*** PROVIDED TEXT ***
By Anatoly Verbin
BELGRADE (Reuters) - U.S. mediator
Chris Hill Friday handed to Serbian
President Milan Milutinovic the latest draft of
a peace deal aimed at securing a political
settlement for the conflict-torn Serb
province of Kosovo.
Fresh reports of violence in Kosovo marred
Hill's efforts.
And, speaking in the Scottish city of
Edinburgh, NATO's supreme commander in
Europe, U.S. General Wesley Clark, said
Friday that ethnic Albanian separatists and
Serbian forces were rearming for fresh
confrontation in Kosovo within four months
unless a political settlement was reached.
Serb sources in the Kosovo capital Pristina
said one Serb soldier was killed and two
others were wounded when Kosovo ethnic
Albanian separatist guerrillas ambushed a
Serb army convoy south of the capital.
There was no independent confirmation of
the attack and no details were immediately
available.
Details of Hill's peace plan were not made
public but a draft, dated November 1 and
seen by Reuters, provided for wide
autonomy for Kosovo which would have its
own assembly, or parliament, and police.
***
PROBLEM 1: Copy out the Kosovo news report word for word, in full.
*** RECORDED DATA ***
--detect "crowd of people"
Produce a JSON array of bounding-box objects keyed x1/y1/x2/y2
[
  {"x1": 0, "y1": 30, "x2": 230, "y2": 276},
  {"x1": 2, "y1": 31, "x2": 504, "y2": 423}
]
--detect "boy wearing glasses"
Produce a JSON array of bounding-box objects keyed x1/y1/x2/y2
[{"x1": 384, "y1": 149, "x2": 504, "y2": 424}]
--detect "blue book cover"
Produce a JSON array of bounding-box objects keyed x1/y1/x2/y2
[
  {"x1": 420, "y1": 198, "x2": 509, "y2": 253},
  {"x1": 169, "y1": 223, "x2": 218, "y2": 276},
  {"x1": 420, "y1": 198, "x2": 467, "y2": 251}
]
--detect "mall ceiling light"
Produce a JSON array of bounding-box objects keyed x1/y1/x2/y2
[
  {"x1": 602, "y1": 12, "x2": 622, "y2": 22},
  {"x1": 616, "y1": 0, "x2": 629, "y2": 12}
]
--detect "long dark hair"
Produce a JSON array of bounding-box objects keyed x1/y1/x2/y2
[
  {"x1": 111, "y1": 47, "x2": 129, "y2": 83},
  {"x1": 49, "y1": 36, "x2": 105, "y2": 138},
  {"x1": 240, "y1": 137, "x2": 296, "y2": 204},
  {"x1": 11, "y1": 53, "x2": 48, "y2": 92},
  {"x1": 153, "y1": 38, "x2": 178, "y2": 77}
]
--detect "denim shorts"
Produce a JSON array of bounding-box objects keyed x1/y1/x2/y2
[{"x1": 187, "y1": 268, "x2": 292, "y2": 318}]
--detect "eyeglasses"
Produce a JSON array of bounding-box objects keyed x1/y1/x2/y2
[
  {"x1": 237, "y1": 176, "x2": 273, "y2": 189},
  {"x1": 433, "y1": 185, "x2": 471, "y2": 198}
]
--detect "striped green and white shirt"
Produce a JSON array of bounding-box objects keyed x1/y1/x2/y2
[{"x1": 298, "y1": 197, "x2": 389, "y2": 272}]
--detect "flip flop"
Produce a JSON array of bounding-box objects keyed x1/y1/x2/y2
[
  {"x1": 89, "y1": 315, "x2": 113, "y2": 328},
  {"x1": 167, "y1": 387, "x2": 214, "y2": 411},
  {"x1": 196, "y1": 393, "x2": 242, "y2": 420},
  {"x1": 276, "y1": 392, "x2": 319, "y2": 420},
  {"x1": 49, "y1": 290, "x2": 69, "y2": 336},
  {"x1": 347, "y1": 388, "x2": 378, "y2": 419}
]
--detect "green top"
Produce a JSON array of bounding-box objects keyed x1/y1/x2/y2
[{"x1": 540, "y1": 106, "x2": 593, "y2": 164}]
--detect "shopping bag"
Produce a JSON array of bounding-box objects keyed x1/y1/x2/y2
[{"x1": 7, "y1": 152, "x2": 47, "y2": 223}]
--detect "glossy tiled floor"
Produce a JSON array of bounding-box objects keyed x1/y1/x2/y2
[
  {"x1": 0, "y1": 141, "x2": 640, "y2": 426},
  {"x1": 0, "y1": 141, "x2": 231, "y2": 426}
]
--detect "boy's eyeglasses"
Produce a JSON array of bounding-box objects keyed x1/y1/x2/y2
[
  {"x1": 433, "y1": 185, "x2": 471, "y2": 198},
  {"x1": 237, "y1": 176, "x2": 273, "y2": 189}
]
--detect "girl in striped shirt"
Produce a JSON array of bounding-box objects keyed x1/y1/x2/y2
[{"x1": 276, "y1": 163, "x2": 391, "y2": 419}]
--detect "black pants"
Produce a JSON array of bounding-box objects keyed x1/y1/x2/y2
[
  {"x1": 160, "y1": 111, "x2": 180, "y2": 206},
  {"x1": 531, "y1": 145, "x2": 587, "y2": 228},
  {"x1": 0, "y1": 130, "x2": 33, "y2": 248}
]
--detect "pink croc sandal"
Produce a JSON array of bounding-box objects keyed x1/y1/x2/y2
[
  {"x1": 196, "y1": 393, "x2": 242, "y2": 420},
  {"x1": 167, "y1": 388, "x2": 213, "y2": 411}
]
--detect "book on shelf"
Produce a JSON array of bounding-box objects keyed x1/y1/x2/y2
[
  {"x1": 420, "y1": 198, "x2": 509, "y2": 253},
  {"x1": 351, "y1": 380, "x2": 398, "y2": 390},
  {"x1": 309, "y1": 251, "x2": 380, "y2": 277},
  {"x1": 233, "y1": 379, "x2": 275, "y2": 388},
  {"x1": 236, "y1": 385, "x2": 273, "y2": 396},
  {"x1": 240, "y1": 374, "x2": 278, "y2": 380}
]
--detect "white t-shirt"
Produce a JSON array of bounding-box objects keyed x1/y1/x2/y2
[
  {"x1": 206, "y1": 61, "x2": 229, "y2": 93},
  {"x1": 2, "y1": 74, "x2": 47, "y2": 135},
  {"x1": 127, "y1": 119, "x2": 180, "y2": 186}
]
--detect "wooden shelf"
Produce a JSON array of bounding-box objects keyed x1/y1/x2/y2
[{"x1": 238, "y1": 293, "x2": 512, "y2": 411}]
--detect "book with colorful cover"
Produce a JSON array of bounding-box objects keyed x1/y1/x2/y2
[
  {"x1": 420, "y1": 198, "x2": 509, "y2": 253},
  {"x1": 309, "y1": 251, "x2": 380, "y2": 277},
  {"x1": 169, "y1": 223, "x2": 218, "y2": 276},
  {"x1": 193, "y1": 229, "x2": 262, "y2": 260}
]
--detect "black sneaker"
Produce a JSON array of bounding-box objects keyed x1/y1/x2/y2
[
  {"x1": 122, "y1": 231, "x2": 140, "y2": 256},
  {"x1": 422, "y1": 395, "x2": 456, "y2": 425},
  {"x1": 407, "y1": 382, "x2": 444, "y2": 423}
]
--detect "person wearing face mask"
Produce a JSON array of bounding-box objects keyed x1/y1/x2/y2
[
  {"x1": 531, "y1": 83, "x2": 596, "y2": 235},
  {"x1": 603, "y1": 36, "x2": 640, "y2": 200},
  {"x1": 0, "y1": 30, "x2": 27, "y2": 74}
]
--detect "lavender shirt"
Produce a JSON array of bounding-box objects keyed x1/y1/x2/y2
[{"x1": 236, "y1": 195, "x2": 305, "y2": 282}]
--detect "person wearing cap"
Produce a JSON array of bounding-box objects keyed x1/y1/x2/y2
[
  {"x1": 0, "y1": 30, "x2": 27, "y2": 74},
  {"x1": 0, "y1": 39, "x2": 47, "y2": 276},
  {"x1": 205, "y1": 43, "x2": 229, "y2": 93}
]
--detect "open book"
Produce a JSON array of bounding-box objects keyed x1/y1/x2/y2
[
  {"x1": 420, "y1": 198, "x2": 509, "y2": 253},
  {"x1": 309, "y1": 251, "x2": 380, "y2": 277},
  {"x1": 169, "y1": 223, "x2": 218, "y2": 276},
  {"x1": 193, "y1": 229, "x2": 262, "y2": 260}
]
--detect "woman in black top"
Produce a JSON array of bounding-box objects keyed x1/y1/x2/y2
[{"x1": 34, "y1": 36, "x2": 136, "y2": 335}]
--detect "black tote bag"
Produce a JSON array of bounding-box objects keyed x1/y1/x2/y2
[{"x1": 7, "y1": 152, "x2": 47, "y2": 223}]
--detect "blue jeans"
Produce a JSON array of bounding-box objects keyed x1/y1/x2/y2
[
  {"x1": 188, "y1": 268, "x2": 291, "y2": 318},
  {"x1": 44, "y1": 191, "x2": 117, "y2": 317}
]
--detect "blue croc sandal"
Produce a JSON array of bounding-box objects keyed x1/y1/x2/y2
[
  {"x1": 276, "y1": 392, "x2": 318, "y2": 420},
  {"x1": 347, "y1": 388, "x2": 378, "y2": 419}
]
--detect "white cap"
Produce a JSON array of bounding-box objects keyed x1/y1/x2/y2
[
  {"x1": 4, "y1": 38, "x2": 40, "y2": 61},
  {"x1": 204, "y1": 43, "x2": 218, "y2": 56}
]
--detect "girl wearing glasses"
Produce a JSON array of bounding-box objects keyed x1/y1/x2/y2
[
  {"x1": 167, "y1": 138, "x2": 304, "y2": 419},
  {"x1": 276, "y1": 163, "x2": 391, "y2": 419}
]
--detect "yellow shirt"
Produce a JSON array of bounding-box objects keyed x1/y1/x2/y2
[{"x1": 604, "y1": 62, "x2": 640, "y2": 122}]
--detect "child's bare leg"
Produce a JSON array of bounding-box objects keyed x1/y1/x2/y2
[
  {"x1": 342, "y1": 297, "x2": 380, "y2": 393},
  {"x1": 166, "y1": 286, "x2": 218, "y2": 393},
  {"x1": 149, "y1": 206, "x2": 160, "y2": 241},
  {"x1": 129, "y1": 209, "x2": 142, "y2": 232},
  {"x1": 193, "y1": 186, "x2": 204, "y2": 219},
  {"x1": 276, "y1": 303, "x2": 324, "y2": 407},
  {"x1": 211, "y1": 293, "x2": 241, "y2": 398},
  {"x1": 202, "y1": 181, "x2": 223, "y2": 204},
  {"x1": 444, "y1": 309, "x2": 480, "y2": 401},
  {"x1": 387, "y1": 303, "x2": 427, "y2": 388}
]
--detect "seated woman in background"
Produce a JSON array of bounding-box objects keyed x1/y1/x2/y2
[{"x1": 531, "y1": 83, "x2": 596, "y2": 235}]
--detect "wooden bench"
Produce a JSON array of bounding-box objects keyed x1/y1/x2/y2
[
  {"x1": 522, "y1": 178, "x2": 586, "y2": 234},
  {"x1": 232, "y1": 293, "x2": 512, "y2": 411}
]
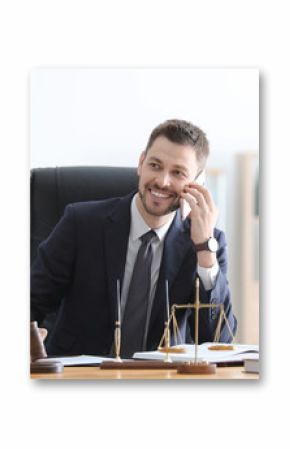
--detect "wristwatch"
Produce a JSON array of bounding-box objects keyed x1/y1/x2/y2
[{"x1": 194, "y1": 237, "x2": 219, "y2": 253}]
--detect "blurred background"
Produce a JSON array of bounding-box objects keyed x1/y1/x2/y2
[{"x1": 30, "y1": 68, "x2": 259, "y2": 344}]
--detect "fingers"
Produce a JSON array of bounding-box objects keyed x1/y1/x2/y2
[
  {"x1": 182, "y1": 186, "x2": 209, "y2": 212},
  {"x1": 184, "y1": 183, "x2": 215, "y2": 211},
  {"x1": 38, "y1": 327, "x2": 47, "y2": 341}
]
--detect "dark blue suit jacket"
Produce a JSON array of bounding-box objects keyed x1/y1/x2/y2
[{"x1": 31, "y1": 194, "x2": 236, "y2": 355}]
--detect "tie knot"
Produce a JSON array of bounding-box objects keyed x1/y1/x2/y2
[{"x1": 140, "y1": 229, "x2": 156, "y2": 244}]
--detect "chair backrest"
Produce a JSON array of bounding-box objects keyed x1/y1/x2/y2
[{"x1": 30, "y1": 166, "x2": 138, "y2": 261}]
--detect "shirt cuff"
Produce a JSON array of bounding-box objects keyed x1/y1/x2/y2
[{"x1": 197, "y1": 262, "x2": 220, "y2": 291}]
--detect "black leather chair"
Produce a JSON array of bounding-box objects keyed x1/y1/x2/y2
[{"x1": 30, "y1": 166, "x2": 138, "y2": 329}]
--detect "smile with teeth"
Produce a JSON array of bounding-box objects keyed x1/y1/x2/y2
[{"x1": 149, "y1": 189, "x2": 172, "y2": 199}]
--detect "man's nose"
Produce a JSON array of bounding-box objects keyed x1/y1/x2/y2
[{"x1": 155, "y1": 172, "x2": 171, "y2": 189}]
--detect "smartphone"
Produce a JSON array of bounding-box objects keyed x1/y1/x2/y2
[{"x1": 180, "y1": 170, "x2": 205, "y2": 220}]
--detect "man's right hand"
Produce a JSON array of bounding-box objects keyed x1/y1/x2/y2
[{"x1": 38, "y1": 327, "x2": 47, "y2": 341}]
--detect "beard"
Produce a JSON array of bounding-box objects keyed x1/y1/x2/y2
[{"x1": 138, "y1": 185, "x2": 180, "y2": 217}]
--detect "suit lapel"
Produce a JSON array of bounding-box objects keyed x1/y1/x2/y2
[
  {"x1": 148, "y1": 211, "x2": 192, "y2": 337},
  {"x1": 105, "y1": 194, "x2": 134, "y2": 320}
]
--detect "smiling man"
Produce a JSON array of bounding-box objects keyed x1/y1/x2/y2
[{"x1": 31, "y1": 120, "x2": 237, "y2": 357}]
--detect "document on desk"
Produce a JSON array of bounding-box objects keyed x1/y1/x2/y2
[
  {"x1": 48, "y1": 355, "x2": 115, "y2": 366},
  {"x1": 133, "y1": 343, "x2": 259, "y2": 366}
]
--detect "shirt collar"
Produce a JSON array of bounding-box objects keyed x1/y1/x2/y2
[{"x1": 130, "y1": 193, "x2": 175, "y2": 242}]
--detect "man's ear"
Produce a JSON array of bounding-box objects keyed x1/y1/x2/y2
[{"x1": 137, "y1": 151, "x2": 146, "y2": 176}]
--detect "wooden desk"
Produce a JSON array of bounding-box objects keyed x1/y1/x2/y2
[{"x1": 31, "y1": 366, "x2": 259, "y2": 380}]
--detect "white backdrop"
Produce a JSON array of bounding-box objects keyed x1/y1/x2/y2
[{"x1": 31, "y1": 68, "x2": 259, "y2": 167}]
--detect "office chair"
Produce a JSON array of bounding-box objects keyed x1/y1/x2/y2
[{"x1": 30, "y1": 166, "x2": 138, "y2": 330}]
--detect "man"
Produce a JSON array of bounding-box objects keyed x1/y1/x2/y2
[{"x1": 31, "y1": 120, "x2": 237, "y2": 357}]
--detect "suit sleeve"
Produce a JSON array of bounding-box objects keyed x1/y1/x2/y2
[
  {"x1": 30, "y1": 205, "x2": 76, "y2": 323},
  {"x1": 199, "y1": 230, "x2": 237, "y2": 343}
]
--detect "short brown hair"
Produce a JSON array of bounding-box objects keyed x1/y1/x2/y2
[{"x1": 145, "y1": 119, "x2": 209, "y2": 169}]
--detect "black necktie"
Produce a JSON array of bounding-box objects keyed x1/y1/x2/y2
[{"x1": 121, "y1": 230, "x2": 156, "y2": 357}]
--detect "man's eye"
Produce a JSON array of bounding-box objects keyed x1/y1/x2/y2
[
  {"x1": 149, "y1": 162, "x2": 160, "y2": 170},
  {"x1": 174, "y1": 170, "x2": 185, "y2": 178}
]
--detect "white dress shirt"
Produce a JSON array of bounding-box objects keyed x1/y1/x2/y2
[{"x1": 121, "y1": 194, "x2": 219, "y2": 341}]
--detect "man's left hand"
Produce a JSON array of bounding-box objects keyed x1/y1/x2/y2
[{"x1": 180, "y1": 184, "x2": 218, "y2": 266}]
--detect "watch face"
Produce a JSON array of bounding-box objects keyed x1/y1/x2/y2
[{"x1": 208, "y1": 237, "x2": 219, "y2": 253}]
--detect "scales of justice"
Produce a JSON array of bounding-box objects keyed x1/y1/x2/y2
[{"x1": 100, "y1": 276, "x2": 234, "y2": 374}]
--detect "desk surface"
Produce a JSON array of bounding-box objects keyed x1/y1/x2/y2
[{"x1": 30, "y1": 366, "x2": 259, "y2": 380}]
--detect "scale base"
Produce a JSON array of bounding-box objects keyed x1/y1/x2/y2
[{"x1": 177, "y1": 362, "x2": 216, "y2": 374}]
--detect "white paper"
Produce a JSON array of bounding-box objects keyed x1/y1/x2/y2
[
  {"x1": 133, "y1": 343, "x2": 259, "y2": 363},
  {"x1": 49, "y1": 355, "x2": 115, "y2": 366}
]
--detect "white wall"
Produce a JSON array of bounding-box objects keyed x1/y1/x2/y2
[
  {"x1": 31, "y1": 69, "x2": 259, "y2": 167},
  {"x1": 31, "y1": 68, "x2": 259, "y2": 340}
]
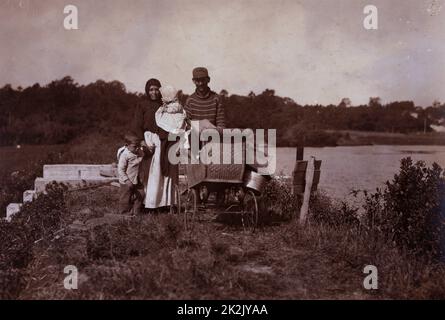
***
PROBLEM 2: Count the lines in the listing that contain the word "cover", and reply with the number alone.

EXERCISE RESULT 1:
By Anatoly Verbin
BELGRADE (Reuters) - U.S. mediator
Chris Hill Friday handed to Serbian
President Milan Milutinovic the latest draft of
a peace deal aimed at securing a political
settlement for the conflict-torn Serb
province of Kosovo.
Fresh reports of violence in Kosovo marred
Hill's efforts.
And, speaking in the Scottish city of
Edinburgh, NATO's supreme commander in
Europe, U.S. General Wesley Clark, said
Friday that ethnic Albanian separatists and
Serbian forces were rearming for fresh
confrontation in Kosovo within four months
unless a political settlement was reached.
Serb sources in the Kosovo capital Pristina
said one Serb soldier was killed and two
others were wounded when Kosovo ethnic
Albanian separatist guerrillas ambushed a
Serb army convoy south of the capital.
There was no independent confirmation of
the attack and no details were immediately
available.
Details of Hill's peace plan were not made
public but a draft, dated November 1 and
seen by Reuters, provided for wide
autonomy for Kosovo which would have its
own assembly, or parliament, and police.

EXERCISE RESULT 2: 2